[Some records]
↓↓↓
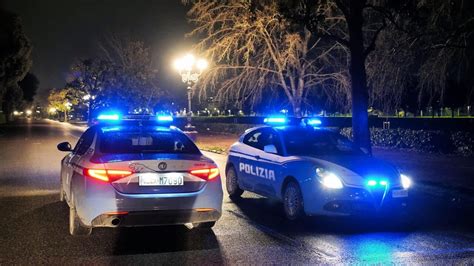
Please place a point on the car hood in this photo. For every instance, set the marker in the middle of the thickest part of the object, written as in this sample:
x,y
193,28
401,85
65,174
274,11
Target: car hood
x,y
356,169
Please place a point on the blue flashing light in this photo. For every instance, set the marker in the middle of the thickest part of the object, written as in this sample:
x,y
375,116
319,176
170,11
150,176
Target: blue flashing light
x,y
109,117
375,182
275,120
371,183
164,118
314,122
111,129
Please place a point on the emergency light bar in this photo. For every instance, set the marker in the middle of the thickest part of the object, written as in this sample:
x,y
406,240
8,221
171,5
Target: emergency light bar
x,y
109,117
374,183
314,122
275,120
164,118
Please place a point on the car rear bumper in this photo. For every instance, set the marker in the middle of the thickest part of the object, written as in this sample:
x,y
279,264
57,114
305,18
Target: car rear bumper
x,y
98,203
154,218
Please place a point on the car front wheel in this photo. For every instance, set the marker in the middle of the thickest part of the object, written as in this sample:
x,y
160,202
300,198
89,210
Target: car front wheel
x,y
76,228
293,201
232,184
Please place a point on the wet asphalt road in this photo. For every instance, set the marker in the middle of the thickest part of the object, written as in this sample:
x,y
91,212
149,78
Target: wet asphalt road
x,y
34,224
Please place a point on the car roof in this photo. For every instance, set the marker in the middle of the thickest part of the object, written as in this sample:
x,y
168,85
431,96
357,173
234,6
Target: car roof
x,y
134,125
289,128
↑↑↑
• **THE EXERCISE**: Leave out the pictures and give the listing above again exactly.

• **RIGHT ANSWER**:
Please place a point on the car hood in this photo. For every instance, set the marker in the middle of the thickest part of the object, written as in this sample:
x,y
193,28
401,85
65,174
274,11
Target: car hood
x,y
356,169
Please place a point on the blue flashing light in this photo. For every instance, set the marker in the middle of the thickest part of the object, written as in this sample:
x,y
375,116
319,176
170,11
150,176
Target: blue flashing light
x,y
109,117
375,182
275,120
371,183
164,118
314,122
111,129
Please place a point on the emergency light bar in this photo. For every instance, set the marker in the middle of the thickest part of the object, written as in this sample:
x,y
406,240
8,221
171,5
Target: emergency light bar
x,y
109,117
374,183
314,122
275,120
164,118
Please place a point on the car rear bumper in this photo. For every instance, set the marker in the middle of the thickest part of the object, written as in this sample:
x,y
279,264
57,114
305,18
Target: car rear bumper
x,y
98,203
154,218
Please place a point on the car front wheel in this photo. For every instance, set the marker in the middle of the thickest part of the object, written as in this sample:
x,y
160,202
300,198
89,210
Target: car front wheel
x,y
76,228
293,201
232,184
Please place a point on the wet asphalt road in this photo. For every instance, set the marker in the middle of the thickest part of the object, written as in this sample:
x,y
91,212
149,78
Target: wet asphalt road
x,y
34,224
Please place a point on the car roof in this photo. For every instance, set the marker in the middle of the thickest part of the object, written as in this sample:
x,y
168,85
431,96
357,173
234,6
Target: car roof
x,y
134,125
289,128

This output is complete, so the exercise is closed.